Письменное задание 1:
Процитируйте фрагмент текста о рецензии на перевод Фонвизина слово в слово, начиная со слов «Перевод Фонвизина —» и далее вплоть до слов «он не нуждался.».
Письменное задание 2:
Напишите, что следует дальше в тексте о рецензии на перевод Фонвизина, начав сразу после его последнего предложения.

Цитируемый текст:
• • • •

Собрание сочинений в 2-х томах. Том 2 - Фонвизин Денис Иванович. Страница 136

Рецензия эта своим содержанием резко отличается от множества других, помещавшихся и журнале. Обычно рецензент кратко излагал содержание того или иного сочинения и сводил свою задачу к рекомендации его читателю. Рецензия на «Похвальное слово Марку Аврелию» вскрывает подлинный политический смысл произведения («Сатира на правление своего отечества»), объясняет причину, побудившую переводчика избрать именно его для перевода («хвала государствованию Марка Аврелия будет всегдашним обличением слабому (государю. — Г. М.) или не соответствующему пользе народов»), и тем самым она непосредственно примыкает к переводу, дополняет его.

Кто же мог быть автором такой рецензии? Ее содержание, обличающее в рецензенте лицо, заинтересованное в правильном понимании политического смысла «Похвального слова», делает возможным предположение, что автором был человек очень близкий к Д. И. Фонвизину. То же подтверждает и факт объявления рецензентом имени переводчика («переведена с французского надворным советником Фон-Визиным». Вряд ли кто посторонний Фонвизину осмелился бы назвать имя переводчика, скрытое им самим, да еще такого произведения, которое объявлялось «сатирой», «обличением» Екатерины. Вспомним, что Новиков, перепечатывая в «Пустомеле» (в 1770 году) анонимное «Послание к слугам моим», зашифровал имя его автора («Кажется, что нет нужды читателя моего уведомлять о имени автора сего послания, перо, писавшее сие, российскому ученому свету и всем любящим словесные науки довольно известно»). Так же было при опубликовании басни «Лисица-кознодей».

В «Известии о новых книгах» («Санкт-Петербургский вестник», 1778, ч. I, стр. 56—59) говорилось, что при рецензировании переводных сочинений будут делаться «примечания, где переводчик совершенно достиг до красоты своего подлинника и где он совершенно утратил смысл своего автора... верен ли перевод, или волен, или одно только подражание и проч.». Во всех случаях это правило исполнялось — всегда давалась подробная оценка качества перевода. В рецензии на «Слово похвальное» все внимание обращено только на содержание оригинала, о качество же перевода, в сущности, ничего не сказано, если не считать чисто формального попутного замечания, что переводчик «в переводе своем сохранил силу и красоту подлинника».

Перевод Фонвизина — замечательный образчик высокого ораторского стиля. Будучи точным, он лишен буквализма. Свободно и смело переводя важнейшие политические мысли подлинника, Фонвизин выражал их по-русски, лаконично, в манере, им уже выработанной. Посторонний рецензент не мог бы пройти мимо действительной «красоты и силы» перевода. Отсутствие оценки работы переводчика — объективное доказательство того, что перед нами нечто вроде авторецензии. Фонвизин был заинтересован в раскрытии политического смысла «Слова похвального», а в похвалах своего переводческого мастерства он не нуждался.

• • • •

Собранный материал:
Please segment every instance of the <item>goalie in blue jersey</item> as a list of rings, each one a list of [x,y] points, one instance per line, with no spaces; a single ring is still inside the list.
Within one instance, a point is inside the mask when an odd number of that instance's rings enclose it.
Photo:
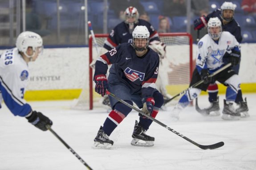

• • • •

Ответ 1:
Перевод Фонвизина — замечательный образчик высокого ораторского стиля. Будучи точным, он лишен буквализма. Свободно и смело переводя важнейшие политические мысли подлинника, Фонвизин выражал их по-русски, лаконично, в манере, им уже выработанной. Посторонний рецензент не мог бы пройти мимо действительной «красоты и силы» перевода. Отсутствие оценки работы переводчика — объективное доказательство того, что перед нами нечто вроде авторецензии. Фонвизин был заинтересован в раскрытии политического смысла «Слова похвального», а в похвалах своего переводческого мастерства он не нуждался.

Ответ 2:
Еще одно замечание. В рецензии мы встречаемся с чисто фонвизинским юмором. Заканчивалась она традиционным упоминанием о хорошем типографском оформлении книги. Но тут автор не выдержал и написал ироническую фразу: «Наконец остается нам упомянуть, что сия книга печатана весьма исправно и с немалою типографическою красотою, чем поистине дурное сочинение не сделается хорошим, а хорошее тем пряности может читателю сущее удовольствие».

Фонвизин в августе 1777 года уехал за границу. Об издании в следующем году нового журнала — «Санкт-Петербургского вестника» — уже было известно. Знал об этом и Фонвизин от содержателей типографии Вейтбрехта и Шнора, напечатавших «Похвальное слово» и готовивших своим иждивением издавать «Санкт-Петербургский вестник». Весьма вероятно, что перед отъездом Фонвизин обсудил с автором характер необходимой рецензии на «Слово похвальное». Статья подписана инициалом «Ф.». За той же подписью в журнале напечатано еще несколько рецензий.

ТА-ГИО, ИЛИ ВЕЛИКАЯ НАУКА, ЗАКЛЮЧАЮЩАЯ В СЕБЕ ВЫСОКУЮ КИТАЙСКУЮ ФИЛОСОФИЮ [1]

Печатается по тексту, анонимно опубликованному в журнале «Санкт-Петербургский вестник» (1779, май, стр. 59—101). Принадлежность этого произведения Фонвизину явствует из объявления о подписке на полное собрание его сочинений.

«Та-Гио» является одним из наиболее известных произведений древней китайской литературы. По преданию, оно считается изложением учения Конфуция, сделанным якобы его внуком и учеником. Французский исследователь Потьо (Pauthiers), издавший «Та-Гио» и своем новом переводе в начало второй трети XIX века, называл его лучшим творением старой китайской литературы.

В ознакомлении европейского читателя с «Та-Гио» исключительно важную роль сыграли французские и русские ученые.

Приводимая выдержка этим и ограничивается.